_DIRECTIONS_.
Return every line in the records below that contains the string "dirt", matching case exactly.

───── PROVIDED RECORDS ─────

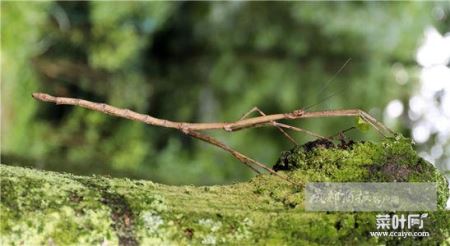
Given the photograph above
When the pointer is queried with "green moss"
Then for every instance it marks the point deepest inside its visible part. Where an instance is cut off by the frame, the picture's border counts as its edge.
(43, 207)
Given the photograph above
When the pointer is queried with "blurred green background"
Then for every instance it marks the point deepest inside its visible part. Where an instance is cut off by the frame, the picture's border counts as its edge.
(199, 62)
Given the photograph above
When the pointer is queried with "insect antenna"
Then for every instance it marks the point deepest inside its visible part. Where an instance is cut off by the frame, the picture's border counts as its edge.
(325, 87)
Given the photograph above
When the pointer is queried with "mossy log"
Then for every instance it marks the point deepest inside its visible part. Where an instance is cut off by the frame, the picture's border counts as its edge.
(47, 208)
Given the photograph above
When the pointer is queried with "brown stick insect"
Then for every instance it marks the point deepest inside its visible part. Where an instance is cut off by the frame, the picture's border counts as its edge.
(196, 129)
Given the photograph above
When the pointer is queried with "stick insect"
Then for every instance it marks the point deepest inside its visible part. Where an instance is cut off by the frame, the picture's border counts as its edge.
(195, 130)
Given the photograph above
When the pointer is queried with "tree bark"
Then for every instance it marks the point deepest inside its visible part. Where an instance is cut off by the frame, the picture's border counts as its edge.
(42, 207)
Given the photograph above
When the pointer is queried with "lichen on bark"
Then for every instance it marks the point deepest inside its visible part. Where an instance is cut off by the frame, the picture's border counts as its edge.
(42, 207)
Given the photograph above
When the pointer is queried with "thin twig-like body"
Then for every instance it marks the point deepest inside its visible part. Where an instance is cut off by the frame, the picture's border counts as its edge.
(192, 129)
(228, 126)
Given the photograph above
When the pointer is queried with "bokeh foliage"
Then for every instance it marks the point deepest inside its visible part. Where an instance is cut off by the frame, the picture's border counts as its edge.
(192, 62)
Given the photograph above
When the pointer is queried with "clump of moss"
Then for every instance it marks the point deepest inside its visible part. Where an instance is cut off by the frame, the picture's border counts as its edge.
(391, 160)
(264, 211)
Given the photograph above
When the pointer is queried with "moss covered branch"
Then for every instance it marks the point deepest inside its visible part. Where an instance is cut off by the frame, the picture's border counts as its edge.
(42, 207)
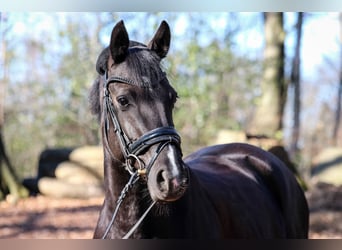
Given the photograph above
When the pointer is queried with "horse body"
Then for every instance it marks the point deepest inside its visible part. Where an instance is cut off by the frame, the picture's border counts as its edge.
(223, 191)
(234, 193)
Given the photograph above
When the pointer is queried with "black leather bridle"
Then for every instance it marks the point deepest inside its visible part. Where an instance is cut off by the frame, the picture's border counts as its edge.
(131, 149)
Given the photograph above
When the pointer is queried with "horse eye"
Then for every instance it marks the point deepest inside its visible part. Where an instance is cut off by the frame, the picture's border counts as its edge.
(123, 101)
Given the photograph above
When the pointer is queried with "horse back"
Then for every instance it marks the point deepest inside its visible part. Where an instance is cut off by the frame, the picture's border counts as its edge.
(262, 194)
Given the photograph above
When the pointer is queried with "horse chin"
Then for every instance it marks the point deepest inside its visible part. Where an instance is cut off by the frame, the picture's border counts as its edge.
(163, 198)
(163, 192)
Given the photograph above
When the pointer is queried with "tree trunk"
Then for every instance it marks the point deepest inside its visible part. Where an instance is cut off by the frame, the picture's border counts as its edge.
(335, 136)
(295, 81)
(267, 120)
(9, 182)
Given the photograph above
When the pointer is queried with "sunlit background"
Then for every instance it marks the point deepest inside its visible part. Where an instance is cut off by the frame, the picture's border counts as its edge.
(47, 68)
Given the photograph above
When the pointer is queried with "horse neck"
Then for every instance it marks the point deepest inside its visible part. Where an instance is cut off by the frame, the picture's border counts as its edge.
(116, 177)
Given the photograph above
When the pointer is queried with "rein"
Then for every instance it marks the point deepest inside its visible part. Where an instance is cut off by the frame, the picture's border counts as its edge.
(131, 149)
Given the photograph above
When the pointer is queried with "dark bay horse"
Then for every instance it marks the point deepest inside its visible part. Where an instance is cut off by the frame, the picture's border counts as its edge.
(224, 191)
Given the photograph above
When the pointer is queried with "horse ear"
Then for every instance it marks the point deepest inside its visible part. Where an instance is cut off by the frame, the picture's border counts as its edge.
(160, 43)
(119, 42)
(101, 63)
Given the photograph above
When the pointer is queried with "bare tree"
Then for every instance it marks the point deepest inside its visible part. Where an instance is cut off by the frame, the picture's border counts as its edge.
(9, 182)
(295, 81)
(267, 120)
(337, 123)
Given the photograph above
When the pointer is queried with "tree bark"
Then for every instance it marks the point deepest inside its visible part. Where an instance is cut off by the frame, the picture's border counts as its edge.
(267, 120)
(295, 81)
(9, 182)
(335, 135)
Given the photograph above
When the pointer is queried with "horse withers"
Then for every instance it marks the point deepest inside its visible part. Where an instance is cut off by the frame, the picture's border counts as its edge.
(223, 191)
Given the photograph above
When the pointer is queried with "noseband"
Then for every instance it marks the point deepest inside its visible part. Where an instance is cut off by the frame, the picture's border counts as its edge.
(131, 149)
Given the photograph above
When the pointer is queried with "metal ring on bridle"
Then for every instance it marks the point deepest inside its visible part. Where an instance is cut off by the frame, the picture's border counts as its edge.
(141, 170)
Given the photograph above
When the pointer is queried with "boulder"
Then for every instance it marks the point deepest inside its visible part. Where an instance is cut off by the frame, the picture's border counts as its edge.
(57, 188)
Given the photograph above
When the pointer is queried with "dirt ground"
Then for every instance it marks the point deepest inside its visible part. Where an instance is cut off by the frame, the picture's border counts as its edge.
(47, 218)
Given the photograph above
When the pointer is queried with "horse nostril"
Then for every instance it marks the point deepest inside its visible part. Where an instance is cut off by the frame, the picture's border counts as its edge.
(161, 181)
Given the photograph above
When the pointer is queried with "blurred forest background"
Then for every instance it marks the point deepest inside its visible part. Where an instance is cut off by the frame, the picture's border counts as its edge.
(216, 63)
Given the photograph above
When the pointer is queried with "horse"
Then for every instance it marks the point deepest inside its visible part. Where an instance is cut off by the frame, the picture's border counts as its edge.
(151, 191)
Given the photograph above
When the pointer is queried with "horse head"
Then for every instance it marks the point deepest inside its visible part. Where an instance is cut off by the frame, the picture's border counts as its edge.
(136, 112)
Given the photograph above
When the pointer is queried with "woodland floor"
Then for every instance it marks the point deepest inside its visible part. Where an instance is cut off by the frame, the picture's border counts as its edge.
(47, 218)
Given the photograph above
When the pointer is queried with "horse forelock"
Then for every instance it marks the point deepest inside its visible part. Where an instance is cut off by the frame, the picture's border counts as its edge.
(141, 66)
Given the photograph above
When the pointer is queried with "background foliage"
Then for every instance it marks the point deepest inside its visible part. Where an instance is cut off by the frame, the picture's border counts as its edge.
(49, 66)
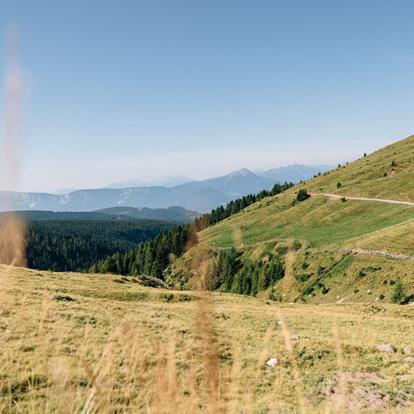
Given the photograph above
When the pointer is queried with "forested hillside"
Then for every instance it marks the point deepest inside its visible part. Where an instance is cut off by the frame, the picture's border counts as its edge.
(69, 245)
(153, 257)
(331, 247)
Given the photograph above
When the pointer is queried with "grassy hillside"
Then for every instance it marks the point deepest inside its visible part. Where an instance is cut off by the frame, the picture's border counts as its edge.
(87, 344)
(353, 235)
(387, 173)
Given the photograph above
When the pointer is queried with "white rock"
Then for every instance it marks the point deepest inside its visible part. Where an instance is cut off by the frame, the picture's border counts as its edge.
(386, 348)
(408, 350)
(272, 362)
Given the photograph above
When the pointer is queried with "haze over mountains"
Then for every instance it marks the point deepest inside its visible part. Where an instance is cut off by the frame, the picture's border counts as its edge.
(197, 196)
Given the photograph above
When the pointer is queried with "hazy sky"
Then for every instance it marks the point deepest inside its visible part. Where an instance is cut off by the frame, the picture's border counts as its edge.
(122, 89)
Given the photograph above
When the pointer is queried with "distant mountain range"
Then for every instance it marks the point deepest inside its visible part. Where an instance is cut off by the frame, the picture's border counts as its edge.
(151, 182)
(197, 196)
(294, 173)
(170, 214)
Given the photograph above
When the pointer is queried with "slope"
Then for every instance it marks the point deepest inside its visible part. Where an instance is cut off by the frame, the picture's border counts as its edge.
(343, 237)
(76, 343)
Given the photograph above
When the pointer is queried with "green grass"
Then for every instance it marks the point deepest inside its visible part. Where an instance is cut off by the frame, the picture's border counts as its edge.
(319, 220)
(365, 177)
(125, 348)
(325, 228)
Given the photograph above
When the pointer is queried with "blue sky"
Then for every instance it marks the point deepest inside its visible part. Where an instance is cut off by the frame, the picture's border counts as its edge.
(122, 89)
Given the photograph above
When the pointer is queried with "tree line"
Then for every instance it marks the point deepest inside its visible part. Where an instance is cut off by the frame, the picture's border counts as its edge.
(234, 274)
(233, 207)
(73, 245)
(152, 257)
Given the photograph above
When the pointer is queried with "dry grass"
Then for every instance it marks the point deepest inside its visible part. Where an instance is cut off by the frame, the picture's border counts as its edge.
(123, 348)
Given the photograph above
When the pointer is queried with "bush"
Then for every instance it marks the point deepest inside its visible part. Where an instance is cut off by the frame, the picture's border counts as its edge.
(302, 195)
(302, 277)
(398, 293)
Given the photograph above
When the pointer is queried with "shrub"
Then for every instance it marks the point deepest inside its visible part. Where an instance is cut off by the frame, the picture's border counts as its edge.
(302, 277)
(302, 195)
(308, 290)
(398, 293)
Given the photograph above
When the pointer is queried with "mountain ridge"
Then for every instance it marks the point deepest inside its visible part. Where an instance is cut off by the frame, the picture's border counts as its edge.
(201, 196)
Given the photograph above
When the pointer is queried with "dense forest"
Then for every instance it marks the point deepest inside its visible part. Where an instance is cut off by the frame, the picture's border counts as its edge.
(234, 274)
(71, 245)
(153, 257)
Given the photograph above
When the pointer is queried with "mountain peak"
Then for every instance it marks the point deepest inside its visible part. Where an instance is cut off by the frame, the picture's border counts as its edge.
(244, 172)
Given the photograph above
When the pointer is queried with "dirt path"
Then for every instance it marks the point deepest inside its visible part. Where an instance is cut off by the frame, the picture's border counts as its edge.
(366, 252)
(381, 200)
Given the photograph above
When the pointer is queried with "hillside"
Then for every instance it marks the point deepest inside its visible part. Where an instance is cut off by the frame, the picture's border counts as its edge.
(75, 244)
(332, 249)
(200, 196)
(104, 344)
(171, 214)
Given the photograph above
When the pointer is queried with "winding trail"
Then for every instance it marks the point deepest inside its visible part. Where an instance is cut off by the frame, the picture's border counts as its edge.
(381, 200)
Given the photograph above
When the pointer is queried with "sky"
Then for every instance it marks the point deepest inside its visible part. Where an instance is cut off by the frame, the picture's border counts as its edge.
(117, 90)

─────

_SOLVED PROBLEM_.
When the pointer is queried with "dirt ground"
When the pointer is queried with "dirt path"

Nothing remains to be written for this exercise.